## Given exercise 1
In the 1931 Washington State football summary, what does each of the two records, 6–4 and 4–3, stand for?
## Given exercise 2
Pull from the 1931 Washington State football summary the passage that begins at the words containing "- Conference: Pacific" and stops after "Coast Conference (PCC).", copied word for word.

- Conference: Pacific Coast Conference
- Record: 6–4 (4–3 PCC)
- Head coach: Babe Hollingbery (6th season);
- Captain: Turk Edwards
- Home stadium: Rogers Field

= 1931 Washington State Cougars football team =

American college football season

The 1931 Washington State Cougars football team was an American football team that represented Washington State College during the 1931 college football season. Head coach Babe Hollingbery led the team to a 6–4 overall record, 4–3 in the Pacific Coast Conference (PCC).

## Data rows
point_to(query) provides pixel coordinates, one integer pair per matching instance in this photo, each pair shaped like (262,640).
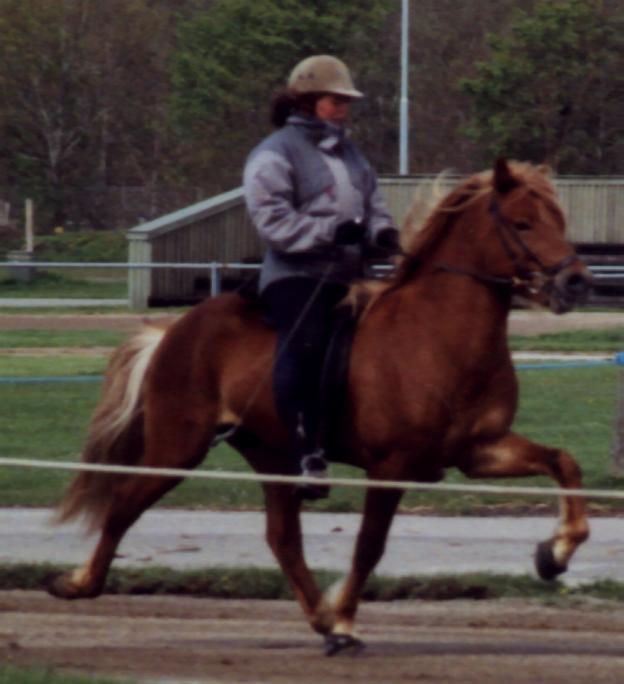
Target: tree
(82,81)
(552,90)
(230,59)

## Task solution 1
The 6–4 figure is the team's overall record for the 1931 season. The 4–3 figure is its record within the Pacific Coast Conference (PCC).

## Task solution 2
- Conference: Pacific Coast Conference
- Record: 6–4 (4–3 PCC)
- Head coach: Babe Hollingbery (6th season);
- Captain: Turk Edwards
- Home stadium: Rogers Field

= 1931 Washington State Cougars football team =

American college football season

The 1931 Washington State Cougars football team was an American football team that represented Washington State College during the 1931 college football season. Head coach Babe Hollingbery led the team to a 6–4 overall record, 4–3 in the Pacific Coast Conference (PCC).